* **Problem requirements**
Convert every row below into a two-column CSV with the headers text and answer: one line per row, with the row's wording and its answer each in a single quoted field and line breaks replaced by spaces. Leave the pictures out.

========

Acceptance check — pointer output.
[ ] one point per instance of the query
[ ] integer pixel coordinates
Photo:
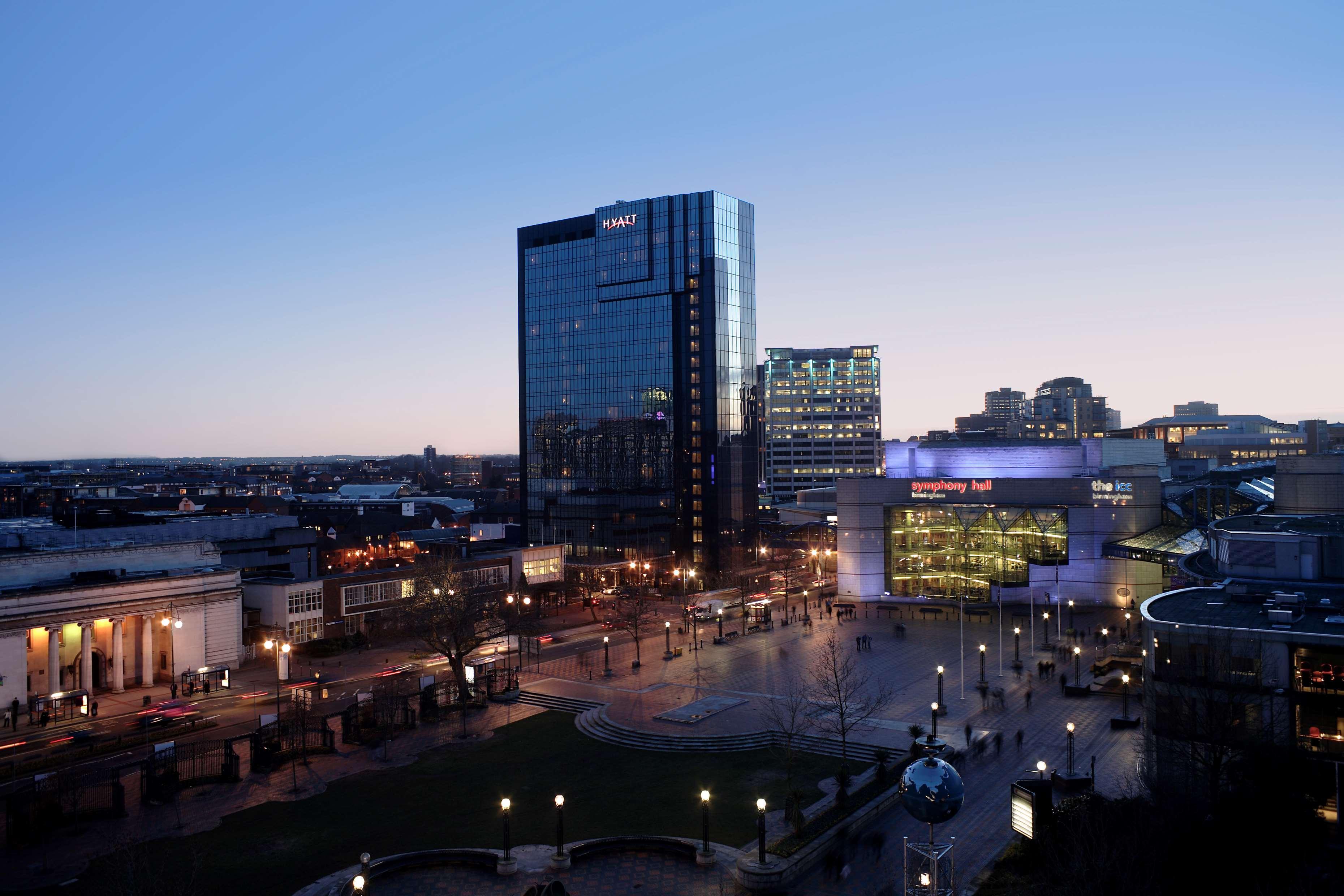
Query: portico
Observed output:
(64, 617)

========

* **Task output**
text,answer
"Acceptance check — pointer output. [ ] one point per instance of the query [ ] integer pixel coordinates Photo: Query: portico Observed output:","(64, 617)"